== Extrait du document ==

Référence : 2010 CAF 316

 

CORAM :      LA JUGE DAWSON

                        LA JUGE TRUDEL

                        LE JUGE MAINVILLE

 

ENTRE :

 

MICHAEL DAGG

 

appelant

et

 

 

MINISTRE DE L’INDUSTRIE

 

intimé

 

 

 

 

Audience tenue à Ottawa (Ontario), le 15 septembre 2010

Jugement rendu à Ottawa (Ontario), le 22 novembre 2010

 

MOTIFS DU JUGEMENT :                                                              LA JUGE DAWSON

Y ONT SOUSCRIT :                                                                         LA JUGE TRUDEL

                                                                                                            LE JUGE MAINVILLE

 


Date : 20101122

Dossier : A-500-09

Référence : 2010 CAF 316

 

CORAM :      LA JUGE DAWSON

                        LA JUGE TRUDEL

                        LE JUGE MAINVILLE

 

ENTRE :

 

MICHAEL DAGG

 

appelant

et

 

 

MINISTRE DE L’INDUSTRIE

 

intimé

 

 

 

MOTIFS DU JUGEMENT

LA JUGE DAWSON

[1]        La Cour est saisie d’un appel formé à l’encontre d’une ordonnance de la Cour fédérale dont les motifs sont exposés sous la référence 2009 CF 1265. L’unique question soulevée en l’espèce est de savoir si le juge a commis une erreur de principe en rejetant la requête pour dépens soumise par M. Dagg. Voici les faits à l’origine de cette question.

 

 

Les faits

[2]        Se prévalant de la Loi sur l’accès à l’information, L.R.C. 1985, ch. A-1 (la Loi), M. Dagg a présenté, par lettre en date du 15 janvier 2008 adressée à Industrie Canada, une demande d’accès à certains documents. Industrie Canada lui a fait savoir que, pour traiter sa demande, il lui faudrait proroger en application du paragraphe 9(1) le délai de 30 jours prévu à l’article 7 de la Loi d’une durée maximale de 150 jours. Industrie Canada n’a pas répondu à la demande dans le délai ainsi prorogé. M. Dagg a saisi le commissaire à l’information (le commissaire) d’une plainte concernant ce retard. Les dispositions de la Loi mentionnées dans les présents motifs sont reproduites en annexe.

 

[3]        Le commissaire a fait enquête et, par lettre en date du 10 juillet 2009, il a informé M. Dagg des résultats de son enquête. Il lui indiquait en substance ce qui suit :

[traduction]

L’enquête a confirmé que le recours à la prorogation prévue à l’article 9 était nécessaire et que la durée de celle‑ci était raisonnable. C’est pourquoi le délai de réponse a été prolongé. Comme vous le savez, le ministère n’a pas répondu dans le délai ainsi prorogé, de sorte que, conformément au paragraphe 10(3) de la Loi, il est réputé avoir refusé de communiquer les documents. Nous estimons qu’aucune justification légitime n’excuse le non‑respect du délai de réponse.

===

### Exercices à faire:
• A. Relevez toutes les dispositions de la Loi sur l'accès à l'information citées dans l'extrait du jugement sur l'appel de M. Dagg, en indiquant si chacune est un article ou un paragraphe.
• B. Prolongez l'extrait du jugement sur l'appel de M. Dagg à partir de l'endroit où il s'arrête.

== Données fournies ==

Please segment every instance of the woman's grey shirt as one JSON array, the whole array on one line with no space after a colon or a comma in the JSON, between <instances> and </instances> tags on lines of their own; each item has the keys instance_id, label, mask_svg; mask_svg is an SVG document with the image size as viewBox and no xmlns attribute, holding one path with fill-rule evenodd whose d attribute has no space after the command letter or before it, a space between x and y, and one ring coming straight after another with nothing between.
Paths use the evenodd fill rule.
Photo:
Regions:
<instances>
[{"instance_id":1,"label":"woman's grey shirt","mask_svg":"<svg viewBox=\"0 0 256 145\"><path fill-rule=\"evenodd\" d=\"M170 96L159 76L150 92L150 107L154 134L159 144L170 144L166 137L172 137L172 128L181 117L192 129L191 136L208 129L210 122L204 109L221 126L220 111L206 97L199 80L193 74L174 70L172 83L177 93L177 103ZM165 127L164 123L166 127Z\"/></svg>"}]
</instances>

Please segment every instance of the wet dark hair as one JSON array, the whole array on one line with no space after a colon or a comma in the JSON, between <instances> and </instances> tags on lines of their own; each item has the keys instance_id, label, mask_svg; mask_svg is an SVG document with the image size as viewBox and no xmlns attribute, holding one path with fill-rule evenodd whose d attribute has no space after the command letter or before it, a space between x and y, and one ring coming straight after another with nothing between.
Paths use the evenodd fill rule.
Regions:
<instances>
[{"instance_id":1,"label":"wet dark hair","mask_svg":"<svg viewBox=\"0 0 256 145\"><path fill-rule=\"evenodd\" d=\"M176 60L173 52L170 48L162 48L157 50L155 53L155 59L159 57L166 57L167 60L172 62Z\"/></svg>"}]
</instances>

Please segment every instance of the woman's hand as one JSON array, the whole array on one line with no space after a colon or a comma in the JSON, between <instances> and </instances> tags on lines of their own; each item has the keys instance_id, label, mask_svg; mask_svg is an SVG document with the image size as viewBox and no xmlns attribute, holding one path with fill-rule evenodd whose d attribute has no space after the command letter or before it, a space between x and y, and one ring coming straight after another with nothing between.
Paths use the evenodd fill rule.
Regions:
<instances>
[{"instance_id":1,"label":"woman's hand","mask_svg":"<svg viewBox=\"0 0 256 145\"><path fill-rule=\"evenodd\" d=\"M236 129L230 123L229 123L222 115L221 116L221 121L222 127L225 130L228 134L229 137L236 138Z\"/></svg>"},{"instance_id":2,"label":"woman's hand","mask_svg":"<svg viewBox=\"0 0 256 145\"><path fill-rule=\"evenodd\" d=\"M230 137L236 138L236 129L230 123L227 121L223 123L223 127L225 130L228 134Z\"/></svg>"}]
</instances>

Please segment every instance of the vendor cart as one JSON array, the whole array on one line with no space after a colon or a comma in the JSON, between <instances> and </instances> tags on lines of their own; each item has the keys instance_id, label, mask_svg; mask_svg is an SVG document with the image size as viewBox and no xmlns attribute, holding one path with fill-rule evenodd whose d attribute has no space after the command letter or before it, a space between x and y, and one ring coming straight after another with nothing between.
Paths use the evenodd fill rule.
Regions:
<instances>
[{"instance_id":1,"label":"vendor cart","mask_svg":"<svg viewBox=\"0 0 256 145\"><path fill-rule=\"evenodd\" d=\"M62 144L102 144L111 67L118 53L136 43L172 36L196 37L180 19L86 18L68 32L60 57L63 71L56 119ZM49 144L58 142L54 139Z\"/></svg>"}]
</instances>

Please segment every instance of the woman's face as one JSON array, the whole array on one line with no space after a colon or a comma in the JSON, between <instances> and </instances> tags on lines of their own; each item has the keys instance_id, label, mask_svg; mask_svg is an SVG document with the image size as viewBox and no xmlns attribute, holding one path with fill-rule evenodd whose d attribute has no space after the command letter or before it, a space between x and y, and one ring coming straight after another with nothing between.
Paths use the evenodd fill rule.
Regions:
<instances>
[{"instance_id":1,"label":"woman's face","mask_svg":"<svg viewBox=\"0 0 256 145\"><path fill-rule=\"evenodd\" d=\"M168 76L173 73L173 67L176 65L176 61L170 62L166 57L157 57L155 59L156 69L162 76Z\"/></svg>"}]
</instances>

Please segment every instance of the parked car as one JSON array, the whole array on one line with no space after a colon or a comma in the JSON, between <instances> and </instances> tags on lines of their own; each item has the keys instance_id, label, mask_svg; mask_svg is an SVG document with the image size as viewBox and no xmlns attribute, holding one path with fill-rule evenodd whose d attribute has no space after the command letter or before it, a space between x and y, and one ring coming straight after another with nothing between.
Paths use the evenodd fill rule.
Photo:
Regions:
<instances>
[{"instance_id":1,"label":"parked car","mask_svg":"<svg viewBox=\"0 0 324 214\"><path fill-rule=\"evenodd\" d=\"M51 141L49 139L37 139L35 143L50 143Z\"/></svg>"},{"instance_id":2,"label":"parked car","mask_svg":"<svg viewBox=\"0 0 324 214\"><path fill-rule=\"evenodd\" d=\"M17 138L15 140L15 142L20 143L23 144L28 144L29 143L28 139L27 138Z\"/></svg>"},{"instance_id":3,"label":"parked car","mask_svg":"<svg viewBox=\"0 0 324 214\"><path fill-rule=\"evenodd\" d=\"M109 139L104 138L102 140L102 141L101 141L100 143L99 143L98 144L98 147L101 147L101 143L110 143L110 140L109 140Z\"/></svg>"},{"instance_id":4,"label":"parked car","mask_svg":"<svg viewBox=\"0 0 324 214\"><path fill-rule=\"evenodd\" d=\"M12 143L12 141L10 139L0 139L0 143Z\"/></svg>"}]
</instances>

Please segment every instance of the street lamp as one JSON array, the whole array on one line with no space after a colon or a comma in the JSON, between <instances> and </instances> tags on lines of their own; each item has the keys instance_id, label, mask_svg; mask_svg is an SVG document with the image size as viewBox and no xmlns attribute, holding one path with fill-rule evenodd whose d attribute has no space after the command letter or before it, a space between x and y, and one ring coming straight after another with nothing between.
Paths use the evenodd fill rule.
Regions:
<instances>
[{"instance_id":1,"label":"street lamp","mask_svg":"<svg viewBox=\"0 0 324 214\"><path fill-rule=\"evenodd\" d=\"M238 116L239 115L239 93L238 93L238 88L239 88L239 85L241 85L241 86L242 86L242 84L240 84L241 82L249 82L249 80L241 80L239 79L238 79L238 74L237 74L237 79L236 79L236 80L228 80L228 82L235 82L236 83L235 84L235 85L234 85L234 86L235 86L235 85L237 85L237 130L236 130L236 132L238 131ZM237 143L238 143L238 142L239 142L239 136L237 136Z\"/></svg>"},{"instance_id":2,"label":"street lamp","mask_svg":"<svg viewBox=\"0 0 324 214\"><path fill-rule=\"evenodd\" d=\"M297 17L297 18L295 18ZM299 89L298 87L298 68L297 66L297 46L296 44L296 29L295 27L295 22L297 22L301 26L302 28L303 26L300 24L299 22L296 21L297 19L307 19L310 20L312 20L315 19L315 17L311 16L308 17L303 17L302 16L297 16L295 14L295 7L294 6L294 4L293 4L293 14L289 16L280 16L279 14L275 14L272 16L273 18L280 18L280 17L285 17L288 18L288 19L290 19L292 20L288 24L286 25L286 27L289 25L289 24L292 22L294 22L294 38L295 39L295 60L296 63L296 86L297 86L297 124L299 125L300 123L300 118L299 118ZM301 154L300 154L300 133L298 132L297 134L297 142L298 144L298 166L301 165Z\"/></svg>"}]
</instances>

===

### Réponses successives:
• A. Paragraphe 9(1), article 7, article 9, paragraphe 10(3)

• B.
 

Par suite de notre enquête, [Industrie Canada] nous a transmis un plan de travail ainsi que la date à laquelle il s’engage à répondre à votre demande. [Industrie Canada] s’efforce de vous fournir une réponse d’ici le 28 septembre 2009. En conséquence, nous considérons l’affaire comme classée. [Non souligné dans l’original.]

 

[4]        Le 21 août 2009, M. Dagg a déposé une demande de révision judiciaire de refus d’accès. Il a exercé ce recours à l’intérieur du délai de 45 jours prévu à l’article 41 de la Loi pour soumettre une telle demande, mais avant la date convenue dans l’engagement, à savoir le 28 septembre 2009. À cette date, Industrie Canada a fourni à M. Dagg les documents demandés. Le ministère a invoqué certaines exceptions prévues par la Loi, mais aucune n’a été contestée.

 

[5]        M. Dagg a alors présenté une requête pour rejet de la demande de révision judiciaire en raison de son caractère théorique et pour obtention des dépens.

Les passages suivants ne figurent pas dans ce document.